What’s Inside Your Nonprofit Direct Mail?
Due to the incredible challenges of 2020 and those that remain (despite COVID vaccines), the pendulum certainly has swung in favor of direct mail.
With the digital world becoming more saturated and Zoom fatigue setting in, people are craving offline experiences. Which makes direct mail that delivers a personal touch more powerful than ever!
Direct mail will continue to increase as creativity and standing out becomes even more important in the sea of ‘robo spam’. Which brings me to the question of the day…What’s Inside Your Direct Mail?
It’s simple really. Direct mail campaigns that are physical, participatory, and human in context are critical to building the most memorable experiences and lasting connections with your donors.
Once you have them at “Hello!” because of what’s on the outside of your envelope and you’ve made a personal connection through handwriting, addressing people by name, and using live stamps, you’re ready to think about what goes inside your direct mail envelope.
Here are three ways to make what’s on the inside count…
Make What’s on the Inside Count Through…Return Envelopes
When I talk with nonprofits, one of the most frequently asked questions is, “Should we include a return envelope?” And my answer is always, “YES!”
Out of the over 100 fundraising direct mail pieces KidGlov reviewed last year, 87% of them included a return envelope.
Enclosing a return envelope adds to the bulkiness of your piece and most importantly makes it as easy as possible for donors to give you money! Many donors hang on to return envelopes as a reminder to give later.
Make What’s on the Inside Count Through…Traditional Enclosures
A basic direct mail piece is an envelope with a letter inside. Each additional enclosure you include increases the bulkiness of your appeal – making it lumpy.
This lumpiness sparks people’s curiosity about what’s inside and this curiosity gets them to open it.
Some traditional enclosures to bulk up your next fundraising direct mail appeal are:
- A reply envelope (a tactic worth repeating ☺)
- A greeting card instead of a letter
- Address labels as a gift
- A small notepad of paper as a gift
- A set of notecards as a gift
- And pens/pins as gifts
These tried-and-true tactics typically work to increase your direct mail return. However, keep in mind you need to make your fundraising appeals personal, relevant, and captivating through your message in addition to enclosing these bells and whistles.
Make What’s on the Inside Count Through…Engagement Enclosures
Engagement enclosures invite people to interact with you. For example, last year The Salvation Army enclosed three different “Christmas Meal Tickets” inviting donors to choose and return the ticket that corresponded with the number of meals they wanted to purchase as their gift.
There are all kinds of enclosures used to engage the audience. Some that I’ve seen are recipe cards, folded placemats, punch-out holiday ornaments, coloring sheets, bookmarks, and special notes to write a message and send it back to the children.
Some enclosures ask donors to fill them out and return them with their gift and others are given as special gifts to remind them of the lives they’ve impacted through their donation.
━━━
**Problem to work on**
Can you reproduce the nonprofit direct mail article above word for word, from "Enclosing a return" up to and including "to open it."?

**Raw data**
━━━
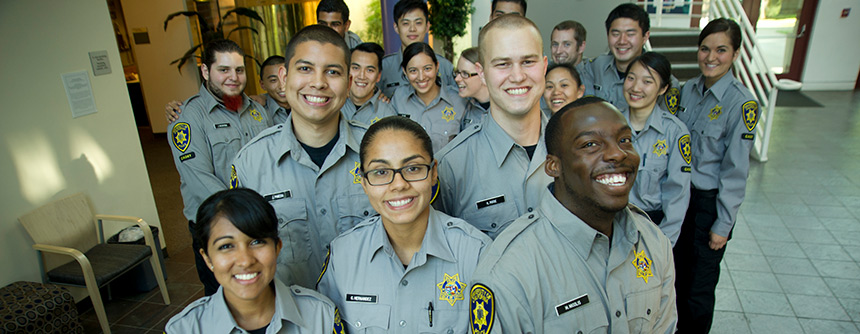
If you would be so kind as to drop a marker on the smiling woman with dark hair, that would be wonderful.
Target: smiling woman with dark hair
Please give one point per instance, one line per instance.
(409, 267)
(240, 232)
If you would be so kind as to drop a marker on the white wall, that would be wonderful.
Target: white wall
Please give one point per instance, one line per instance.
(45, 153)
(160, 81)
(546, 14)
(826, 68)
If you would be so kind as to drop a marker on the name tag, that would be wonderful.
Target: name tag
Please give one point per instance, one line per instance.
━━━
**Answer box**
Enclosing a return envelope adds to the bulkiness of your piece and most importantly makes it as easy as possible for donors to give you money! Many donors hang on to return envelopes as a reminder to give later.
Make What’s on the Inside Count Through…Traditional Enclosures
A basic direct mail piece is an envelope with a letter inside. Each additional enclosure you include increases the bulkiness of your appeal – making it lumpy.
This lumpiness sparks people’s curiosity about what’s inside and this curiosity gets them to open it.